Which lines in the items below contain the string "inside"? Gather every such line and copy it out, treating uppercase and lowercase as different.

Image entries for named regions
:::

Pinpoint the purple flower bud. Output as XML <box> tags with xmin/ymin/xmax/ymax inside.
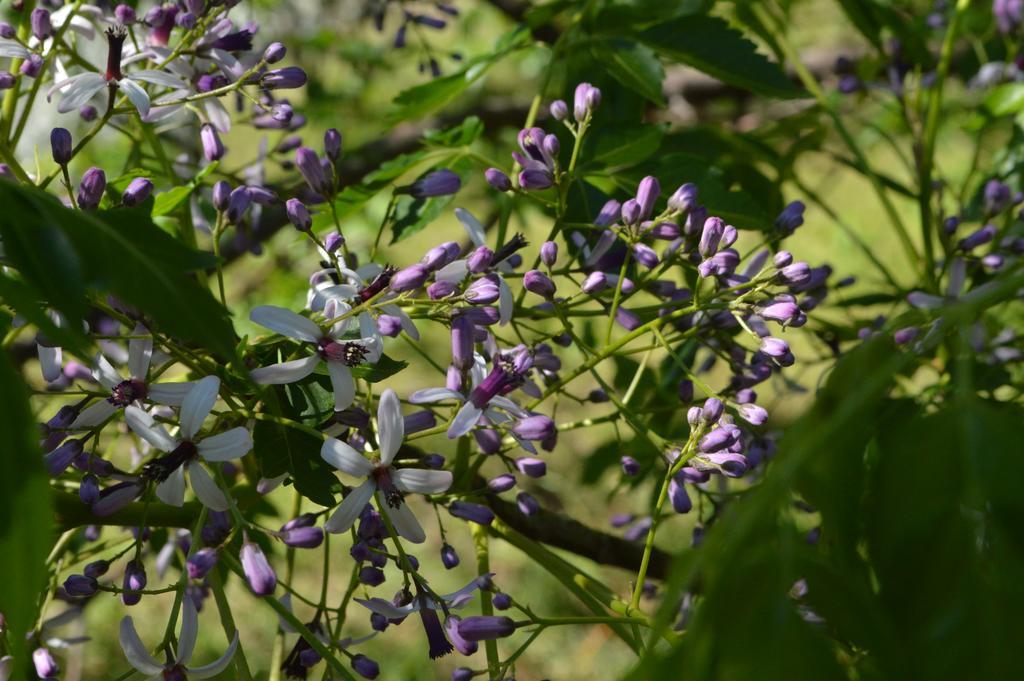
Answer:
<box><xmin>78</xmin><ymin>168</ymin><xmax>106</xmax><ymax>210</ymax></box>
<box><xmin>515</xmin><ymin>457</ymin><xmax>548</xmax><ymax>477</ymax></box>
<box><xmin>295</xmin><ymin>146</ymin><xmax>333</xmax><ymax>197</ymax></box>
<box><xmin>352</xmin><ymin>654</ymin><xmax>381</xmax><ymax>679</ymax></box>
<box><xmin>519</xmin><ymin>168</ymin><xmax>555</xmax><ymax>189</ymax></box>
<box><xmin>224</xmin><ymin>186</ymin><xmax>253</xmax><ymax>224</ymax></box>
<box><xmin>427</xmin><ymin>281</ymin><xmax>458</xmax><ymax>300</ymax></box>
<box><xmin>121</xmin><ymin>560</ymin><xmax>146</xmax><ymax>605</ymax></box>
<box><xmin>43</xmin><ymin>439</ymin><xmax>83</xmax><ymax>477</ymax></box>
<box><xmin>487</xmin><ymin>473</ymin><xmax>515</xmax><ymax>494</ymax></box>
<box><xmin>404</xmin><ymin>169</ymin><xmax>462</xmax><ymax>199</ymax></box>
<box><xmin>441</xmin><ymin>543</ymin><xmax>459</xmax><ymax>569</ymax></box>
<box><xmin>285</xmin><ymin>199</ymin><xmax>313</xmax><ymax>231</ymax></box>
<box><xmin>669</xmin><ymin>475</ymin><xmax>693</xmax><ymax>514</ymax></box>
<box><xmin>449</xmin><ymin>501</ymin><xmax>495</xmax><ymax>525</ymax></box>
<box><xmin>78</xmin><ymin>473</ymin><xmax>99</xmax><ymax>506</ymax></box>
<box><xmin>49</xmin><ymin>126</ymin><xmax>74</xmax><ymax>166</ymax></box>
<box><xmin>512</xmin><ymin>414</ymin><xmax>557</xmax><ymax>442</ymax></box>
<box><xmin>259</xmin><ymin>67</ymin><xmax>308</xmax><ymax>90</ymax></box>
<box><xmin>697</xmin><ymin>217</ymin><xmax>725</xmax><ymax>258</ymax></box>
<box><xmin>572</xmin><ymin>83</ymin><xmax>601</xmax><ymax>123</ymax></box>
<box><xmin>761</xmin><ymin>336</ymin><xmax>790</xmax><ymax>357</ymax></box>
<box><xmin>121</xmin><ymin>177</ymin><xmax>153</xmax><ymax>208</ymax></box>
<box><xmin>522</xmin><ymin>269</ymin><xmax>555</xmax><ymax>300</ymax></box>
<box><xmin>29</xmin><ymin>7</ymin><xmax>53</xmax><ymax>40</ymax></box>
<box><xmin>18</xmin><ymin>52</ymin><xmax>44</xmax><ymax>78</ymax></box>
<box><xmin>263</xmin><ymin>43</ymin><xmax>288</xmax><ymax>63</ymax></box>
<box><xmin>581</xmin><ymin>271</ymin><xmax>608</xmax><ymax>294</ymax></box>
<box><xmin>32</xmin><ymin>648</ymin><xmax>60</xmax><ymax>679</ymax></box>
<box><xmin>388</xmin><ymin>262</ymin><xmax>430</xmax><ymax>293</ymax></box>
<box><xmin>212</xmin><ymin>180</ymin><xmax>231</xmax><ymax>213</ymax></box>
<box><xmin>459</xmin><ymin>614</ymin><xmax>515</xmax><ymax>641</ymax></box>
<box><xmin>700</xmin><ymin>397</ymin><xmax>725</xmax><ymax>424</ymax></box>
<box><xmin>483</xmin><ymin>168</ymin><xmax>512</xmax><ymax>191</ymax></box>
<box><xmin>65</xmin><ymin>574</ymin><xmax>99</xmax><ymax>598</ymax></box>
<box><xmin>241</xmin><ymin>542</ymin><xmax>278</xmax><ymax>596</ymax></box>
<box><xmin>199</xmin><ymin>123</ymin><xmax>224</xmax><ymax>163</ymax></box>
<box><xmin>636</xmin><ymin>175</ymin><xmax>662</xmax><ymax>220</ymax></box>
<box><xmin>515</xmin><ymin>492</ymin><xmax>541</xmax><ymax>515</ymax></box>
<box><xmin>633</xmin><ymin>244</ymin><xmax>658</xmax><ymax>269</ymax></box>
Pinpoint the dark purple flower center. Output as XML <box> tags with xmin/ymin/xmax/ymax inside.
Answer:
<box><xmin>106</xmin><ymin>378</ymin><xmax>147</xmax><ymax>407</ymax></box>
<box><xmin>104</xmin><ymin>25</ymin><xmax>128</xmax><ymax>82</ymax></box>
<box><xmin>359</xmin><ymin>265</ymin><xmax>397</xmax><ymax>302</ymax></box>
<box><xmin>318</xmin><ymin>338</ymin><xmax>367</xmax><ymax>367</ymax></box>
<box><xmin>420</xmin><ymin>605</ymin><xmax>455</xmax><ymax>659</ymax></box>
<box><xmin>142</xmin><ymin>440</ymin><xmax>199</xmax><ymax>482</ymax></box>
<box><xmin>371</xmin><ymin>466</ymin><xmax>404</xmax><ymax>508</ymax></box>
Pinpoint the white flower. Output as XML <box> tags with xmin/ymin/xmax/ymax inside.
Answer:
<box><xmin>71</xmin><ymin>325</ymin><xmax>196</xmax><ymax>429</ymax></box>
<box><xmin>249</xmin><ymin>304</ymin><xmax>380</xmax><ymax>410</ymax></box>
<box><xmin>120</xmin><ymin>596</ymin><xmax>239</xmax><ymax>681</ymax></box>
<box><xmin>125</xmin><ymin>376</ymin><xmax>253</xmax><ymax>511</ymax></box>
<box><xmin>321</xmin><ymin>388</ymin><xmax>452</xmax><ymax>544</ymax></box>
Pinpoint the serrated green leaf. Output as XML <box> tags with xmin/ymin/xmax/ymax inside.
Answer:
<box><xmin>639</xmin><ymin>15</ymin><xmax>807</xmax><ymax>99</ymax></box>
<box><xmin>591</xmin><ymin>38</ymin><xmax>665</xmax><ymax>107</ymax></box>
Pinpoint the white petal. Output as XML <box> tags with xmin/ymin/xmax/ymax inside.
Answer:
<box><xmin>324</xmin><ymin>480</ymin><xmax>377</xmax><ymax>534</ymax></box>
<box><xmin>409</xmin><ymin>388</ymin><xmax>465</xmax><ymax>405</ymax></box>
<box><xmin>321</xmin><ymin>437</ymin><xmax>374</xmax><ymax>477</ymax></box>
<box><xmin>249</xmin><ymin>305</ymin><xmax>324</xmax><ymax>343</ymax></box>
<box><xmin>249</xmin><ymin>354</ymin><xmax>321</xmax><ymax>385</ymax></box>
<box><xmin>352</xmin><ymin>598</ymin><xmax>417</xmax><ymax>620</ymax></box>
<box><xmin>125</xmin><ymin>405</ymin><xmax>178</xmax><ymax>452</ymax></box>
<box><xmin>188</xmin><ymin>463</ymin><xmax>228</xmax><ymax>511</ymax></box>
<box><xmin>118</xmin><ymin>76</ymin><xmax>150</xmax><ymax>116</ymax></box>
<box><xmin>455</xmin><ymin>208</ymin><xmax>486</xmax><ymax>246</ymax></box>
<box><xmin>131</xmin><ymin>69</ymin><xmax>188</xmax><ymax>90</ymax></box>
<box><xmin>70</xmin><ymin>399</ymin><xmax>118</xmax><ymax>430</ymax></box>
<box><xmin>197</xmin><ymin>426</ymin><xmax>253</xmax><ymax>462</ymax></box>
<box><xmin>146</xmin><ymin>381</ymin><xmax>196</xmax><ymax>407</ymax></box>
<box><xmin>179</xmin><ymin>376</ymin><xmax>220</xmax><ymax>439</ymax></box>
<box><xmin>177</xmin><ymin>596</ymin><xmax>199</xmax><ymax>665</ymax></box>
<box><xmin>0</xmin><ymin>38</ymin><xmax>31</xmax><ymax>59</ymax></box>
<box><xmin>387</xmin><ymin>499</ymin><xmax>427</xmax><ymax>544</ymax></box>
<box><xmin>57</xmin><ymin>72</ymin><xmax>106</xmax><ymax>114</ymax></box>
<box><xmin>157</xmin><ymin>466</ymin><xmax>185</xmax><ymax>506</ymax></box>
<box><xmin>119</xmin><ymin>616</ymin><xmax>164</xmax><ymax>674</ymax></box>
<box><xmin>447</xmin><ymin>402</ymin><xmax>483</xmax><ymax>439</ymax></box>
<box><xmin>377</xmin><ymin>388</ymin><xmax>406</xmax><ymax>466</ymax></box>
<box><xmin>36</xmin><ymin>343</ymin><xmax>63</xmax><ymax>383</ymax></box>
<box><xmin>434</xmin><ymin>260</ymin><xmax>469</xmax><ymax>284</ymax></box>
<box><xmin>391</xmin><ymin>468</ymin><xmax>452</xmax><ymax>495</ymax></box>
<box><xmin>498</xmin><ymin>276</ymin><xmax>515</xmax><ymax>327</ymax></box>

:::

• _REPLY_
Pinpoint the purple flower bud. Output as XML <box> tags with xmin/ymin/xmax/ymax inside.
Pinpoint the dark purple flower center. Output as XML <box> tags with xmin/ymin/xmax/ymax inside.
Pinpoint the white flower. Output as XML <box> tags with xmin/ymin/xmax/ymax inside.
Pinpoint the serrated green leaf. Output as XML <box> tags with xmin/ymin/xmax/ymax inside.
Pinpoint the white petal. Output as XML <box> tags with xmin/ymin/xmax/ymax inside.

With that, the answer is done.